About this exercise → The word "lanyard" turns up on some lines of this data; say how many, and give no other text.

-=-=-

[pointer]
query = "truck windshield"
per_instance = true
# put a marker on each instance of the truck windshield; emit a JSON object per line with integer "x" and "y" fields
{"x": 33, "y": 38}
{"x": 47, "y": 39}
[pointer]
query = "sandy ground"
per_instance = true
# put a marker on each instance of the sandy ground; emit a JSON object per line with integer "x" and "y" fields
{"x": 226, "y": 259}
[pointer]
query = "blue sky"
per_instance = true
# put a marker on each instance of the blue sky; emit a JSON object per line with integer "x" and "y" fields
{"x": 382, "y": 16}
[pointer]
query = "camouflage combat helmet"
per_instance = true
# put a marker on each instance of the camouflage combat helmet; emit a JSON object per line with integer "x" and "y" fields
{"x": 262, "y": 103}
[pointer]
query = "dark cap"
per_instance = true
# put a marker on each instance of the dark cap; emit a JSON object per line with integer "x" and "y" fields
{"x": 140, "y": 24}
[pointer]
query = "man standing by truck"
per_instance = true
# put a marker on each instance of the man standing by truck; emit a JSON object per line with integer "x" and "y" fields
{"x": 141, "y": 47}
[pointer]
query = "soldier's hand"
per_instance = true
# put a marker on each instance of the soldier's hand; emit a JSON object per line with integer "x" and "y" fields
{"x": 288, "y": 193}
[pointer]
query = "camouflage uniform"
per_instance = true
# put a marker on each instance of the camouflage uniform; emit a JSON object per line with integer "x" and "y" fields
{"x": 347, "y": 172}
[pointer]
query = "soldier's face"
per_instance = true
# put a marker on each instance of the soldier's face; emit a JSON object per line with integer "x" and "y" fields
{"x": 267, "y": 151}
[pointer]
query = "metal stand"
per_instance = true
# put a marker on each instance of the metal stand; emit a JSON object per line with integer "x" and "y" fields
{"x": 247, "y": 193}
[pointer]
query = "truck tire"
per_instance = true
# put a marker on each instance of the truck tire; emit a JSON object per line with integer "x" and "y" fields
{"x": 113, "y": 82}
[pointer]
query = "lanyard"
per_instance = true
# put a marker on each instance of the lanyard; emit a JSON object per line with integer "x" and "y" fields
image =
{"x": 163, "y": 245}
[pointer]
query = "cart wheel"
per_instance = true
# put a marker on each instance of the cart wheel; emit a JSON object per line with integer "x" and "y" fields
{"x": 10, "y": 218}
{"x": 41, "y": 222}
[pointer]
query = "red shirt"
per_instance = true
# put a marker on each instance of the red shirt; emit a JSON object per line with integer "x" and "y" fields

-=-=-

Written solution → 2